* [OBJECTIVE]: Where the line holding "Reviewer note: every instance of the blue" appears, start copying, and continue exactly through the last line of the listing, skipping pictures.

--- START OF EXERCISE DATA ---

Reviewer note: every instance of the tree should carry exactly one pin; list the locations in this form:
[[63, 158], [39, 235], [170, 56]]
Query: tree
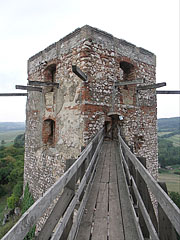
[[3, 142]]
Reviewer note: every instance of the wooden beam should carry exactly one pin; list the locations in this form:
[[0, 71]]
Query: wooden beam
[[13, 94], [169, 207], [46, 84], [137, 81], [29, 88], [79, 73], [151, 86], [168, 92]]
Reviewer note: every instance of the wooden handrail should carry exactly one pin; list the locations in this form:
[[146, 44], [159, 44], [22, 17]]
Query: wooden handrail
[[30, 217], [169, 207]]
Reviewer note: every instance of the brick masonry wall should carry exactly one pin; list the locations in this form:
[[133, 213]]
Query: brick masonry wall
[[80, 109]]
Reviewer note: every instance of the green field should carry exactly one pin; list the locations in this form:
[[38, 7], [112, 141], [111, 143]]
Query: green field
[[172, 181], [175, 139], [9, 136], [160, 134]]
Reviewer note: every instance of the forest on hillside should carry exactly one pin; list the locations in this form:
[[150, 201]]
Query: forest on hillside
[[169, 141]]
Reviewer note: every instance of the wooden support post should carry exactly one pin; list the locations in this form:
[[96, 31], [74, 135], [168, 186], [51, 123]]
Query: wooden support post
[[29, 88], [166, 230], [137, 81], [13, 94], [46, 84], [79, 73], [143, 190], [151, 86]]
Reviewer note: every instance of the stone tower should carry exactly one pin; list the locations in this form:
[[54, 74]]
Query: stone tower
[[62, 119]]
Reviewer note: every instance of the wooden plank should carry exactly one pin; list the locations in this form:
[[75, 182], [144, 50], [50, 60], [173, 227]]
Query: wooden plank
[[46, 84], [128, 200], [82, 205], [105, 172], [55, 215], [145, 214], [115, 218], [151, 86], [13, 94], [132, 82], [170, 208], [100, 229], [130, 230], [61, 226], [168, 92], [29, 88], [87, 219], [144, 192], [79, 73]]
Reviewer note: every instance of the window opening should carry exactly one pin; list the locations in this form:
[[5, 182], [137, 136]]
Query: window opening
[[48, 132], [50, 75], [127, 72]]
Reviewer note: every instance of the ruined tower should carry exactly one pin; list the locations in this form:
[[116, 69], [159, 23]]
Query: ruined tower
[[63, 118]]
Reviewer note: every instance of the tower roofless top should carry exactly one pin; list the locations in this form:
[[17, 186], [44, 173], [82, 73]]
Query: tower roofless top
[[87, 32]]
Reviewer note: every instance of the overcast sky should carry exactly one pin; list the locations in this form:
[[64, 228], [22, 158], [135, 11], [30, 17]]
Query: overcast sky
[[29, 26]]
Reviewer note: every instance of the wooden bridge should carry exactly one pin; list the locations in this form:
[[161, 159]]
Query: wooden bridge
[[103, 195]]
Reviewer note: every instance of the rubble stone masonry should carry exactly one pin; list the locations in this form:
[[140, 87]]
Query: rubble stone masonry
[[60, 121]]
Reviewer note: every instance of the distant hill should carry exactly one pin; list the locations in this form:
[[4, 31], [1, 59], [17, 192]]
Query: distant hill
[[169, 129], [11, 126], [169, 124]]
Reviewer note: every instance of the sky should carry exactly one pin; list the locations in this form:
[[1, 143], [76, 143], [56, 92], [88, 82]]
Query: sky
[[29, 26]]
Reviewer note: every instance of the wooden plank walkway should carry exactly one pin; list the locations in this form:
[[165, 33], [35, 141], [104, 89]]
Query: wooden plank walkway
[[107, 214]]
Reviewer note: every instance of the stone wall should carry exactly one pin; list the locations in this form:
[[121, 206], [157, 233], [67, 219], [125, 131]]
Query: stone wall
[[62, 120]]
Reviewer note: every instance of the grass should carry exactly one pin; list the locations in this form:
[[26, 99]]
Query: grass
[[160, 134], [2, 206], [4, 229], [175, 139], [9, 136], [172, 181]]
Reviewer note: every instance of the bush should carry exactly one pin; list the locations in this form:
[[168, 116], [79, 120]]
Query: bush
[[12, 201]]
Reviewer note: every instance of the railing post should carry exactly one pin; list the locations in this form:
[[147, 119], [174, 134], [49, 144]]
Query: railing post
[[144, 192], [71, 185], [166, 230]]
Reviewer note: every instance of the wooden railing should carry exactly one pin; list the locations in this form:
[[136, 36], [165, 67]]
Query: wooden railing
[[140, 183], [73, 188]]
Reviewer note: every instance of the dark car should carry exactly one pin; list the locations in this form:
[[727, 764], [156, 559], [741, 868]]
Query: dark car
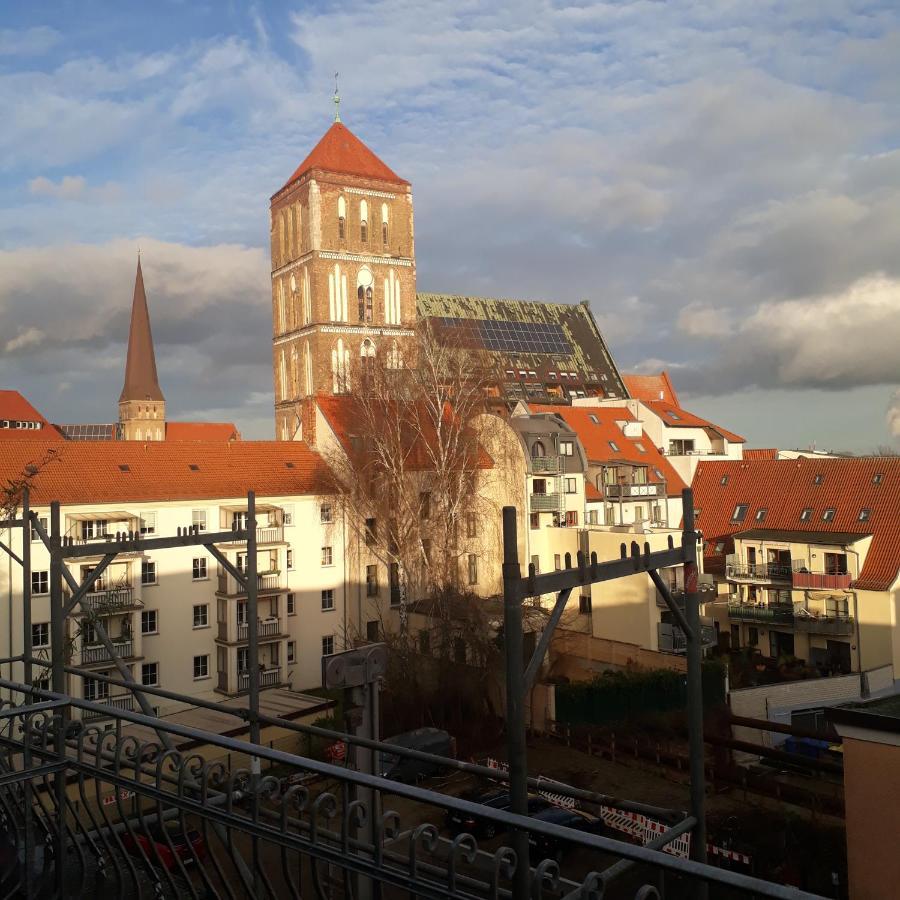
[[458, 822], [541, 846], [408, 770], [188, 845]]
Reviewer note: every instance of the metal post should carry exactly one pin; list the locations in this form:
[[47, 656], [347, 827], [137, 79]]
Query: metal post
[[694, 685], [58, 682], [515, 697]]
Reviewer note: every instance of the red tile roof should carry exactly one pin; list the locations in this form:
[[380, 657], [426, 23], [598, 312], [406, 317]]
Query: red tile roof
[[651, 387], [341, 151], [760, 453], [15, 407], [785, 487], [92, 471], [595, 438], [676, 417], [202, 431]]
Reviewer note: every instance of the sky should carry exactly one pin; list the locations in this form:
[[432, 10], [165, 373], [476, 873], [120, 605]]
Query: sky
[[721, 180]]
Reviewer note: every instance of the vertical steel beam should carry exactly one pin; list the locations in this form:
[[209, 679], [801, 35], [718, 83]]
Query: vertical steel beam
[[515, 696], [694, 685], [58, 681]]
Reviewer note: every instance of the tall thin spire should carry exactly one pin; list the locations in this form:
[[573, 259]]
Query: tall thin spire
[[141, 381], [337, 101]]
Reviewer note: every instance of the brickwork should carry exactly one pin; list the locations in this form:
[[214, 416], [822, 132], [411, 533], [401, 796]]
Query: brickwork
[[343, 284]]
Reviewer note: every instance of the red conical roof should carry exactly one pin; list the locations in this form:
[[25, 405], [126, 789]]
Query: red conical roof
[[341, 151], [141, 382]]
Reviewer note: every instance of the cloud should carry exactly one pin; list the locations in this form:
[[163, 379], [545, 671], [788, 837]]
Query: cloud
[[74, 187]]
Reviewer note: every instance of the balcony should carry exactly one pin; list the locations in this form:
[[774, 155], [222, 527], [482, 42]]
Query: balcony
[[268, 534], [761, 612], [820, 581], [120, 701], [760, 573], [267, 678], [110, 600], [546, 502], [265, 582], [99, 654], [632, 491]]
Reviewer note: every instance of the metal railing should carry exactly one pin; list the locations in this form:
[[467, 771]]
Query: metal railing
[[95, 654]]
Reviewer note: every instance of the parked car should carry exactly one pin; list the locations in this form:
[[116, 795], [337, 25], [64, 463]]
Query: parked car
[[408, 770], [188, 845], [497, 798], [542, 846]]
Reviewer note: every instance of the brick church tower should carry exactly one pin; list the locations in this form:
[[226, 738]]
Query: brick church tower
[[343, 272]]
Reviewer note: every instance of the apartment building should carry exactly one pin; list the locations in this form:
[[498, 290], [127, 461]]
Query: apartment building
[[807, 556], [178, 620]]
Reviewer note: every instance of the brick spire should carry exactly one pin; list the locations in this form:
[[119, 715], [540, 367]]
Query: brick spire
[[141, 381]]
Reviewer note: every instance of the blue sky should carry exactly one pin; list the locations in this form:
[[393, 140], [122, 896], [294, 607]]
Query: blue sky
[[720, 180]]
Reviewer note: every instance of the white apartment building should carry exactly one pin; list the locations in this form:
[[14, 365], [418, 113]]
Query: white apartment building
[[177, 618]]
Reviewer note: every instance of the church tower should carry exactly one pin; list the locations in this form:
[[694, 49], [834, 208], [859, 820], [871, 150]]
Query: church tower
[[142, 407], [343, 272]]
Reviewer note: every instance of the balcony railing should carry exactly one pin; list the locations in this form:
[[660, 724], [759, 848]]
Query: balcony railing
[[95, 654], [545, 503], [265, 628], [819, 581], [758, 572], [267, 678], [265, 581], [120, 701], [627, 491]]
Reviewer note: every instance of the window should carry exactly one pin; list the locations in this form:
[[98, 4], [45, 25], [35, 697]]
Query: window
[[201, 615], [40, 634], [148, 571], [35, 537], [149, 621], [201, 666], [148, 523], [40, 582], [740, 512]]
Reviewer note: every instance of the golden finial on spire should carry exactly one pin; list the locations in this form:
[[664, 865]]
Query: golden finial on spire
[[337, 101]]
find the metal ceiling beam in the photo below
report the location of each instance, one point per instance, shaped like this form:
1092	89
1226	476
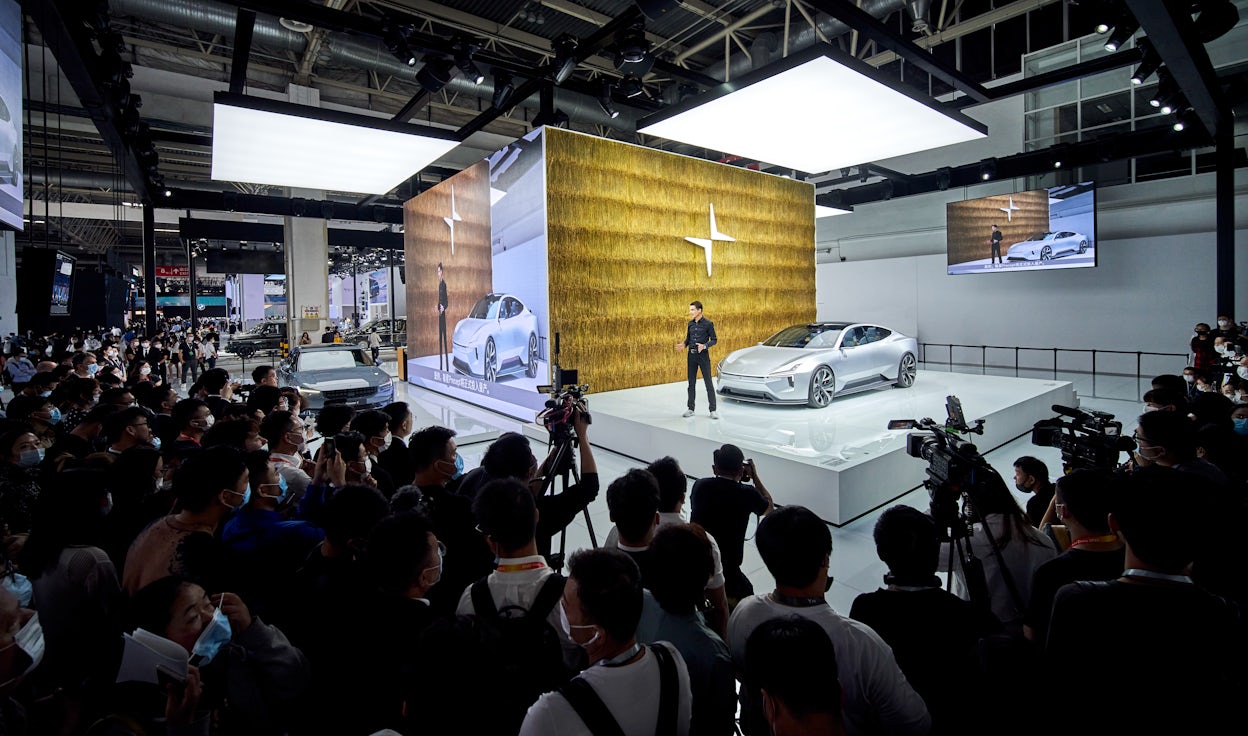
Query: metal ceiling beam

--- END OF EXERCISE DATA ---

* [IN RESPONSE]:
Reviewer note: every instance of the blue sky should carry exactly one pin; list the locations in this form:
[[393, 140], [122, 896], [294, 607]]
Query: blue sky
[[720, 180]]
Reviewer note: every instance of the white apartment building should carry exactly one pin; list the locations in this form:
[[14, 365], [418, 113]]
Query: white apartment building
[[177, 618]]
Reviewer note: every instance of the church tower should carry exactly one pin; list the locations in this form:
[[694, 49], [834, 208], [859, 820], [871, 150]]
Query: church tower
[[142, 407], [343, 272]]
Reviewer note: every instance of the balcony railing should carry exactly one pin; list the locations in this form:
[[660, 724], [759, 848]]
Query: balcony railing
[[95, 654], [545, 503], [265, 628], [819, 581], [758, 572], [267, 678], [265, 581], [120, 701], [627, 491]]
Reviewer note: every instance of the window should carry exactly one pin; list the locations in this form:
[[98, 4], [45, 25], [35, 697]]
Query: window
[[201, 615], [40, 634], [148, 571], [35, 537], [149, 621], [201, 666], [148, 523], [40, 582], [740, 512]]
Reviewer note: every instance of the golden finial on spire should carry exactly one pin; list the locations in this form:
[[664, 865]]
Query: golden finial on spire
[[337, 101]]
find the metal ceiling beam in the photo below
report the location of each instance, one point per instance, shaped like this form:
1092	89
1226	476
Query: metal ceiling beam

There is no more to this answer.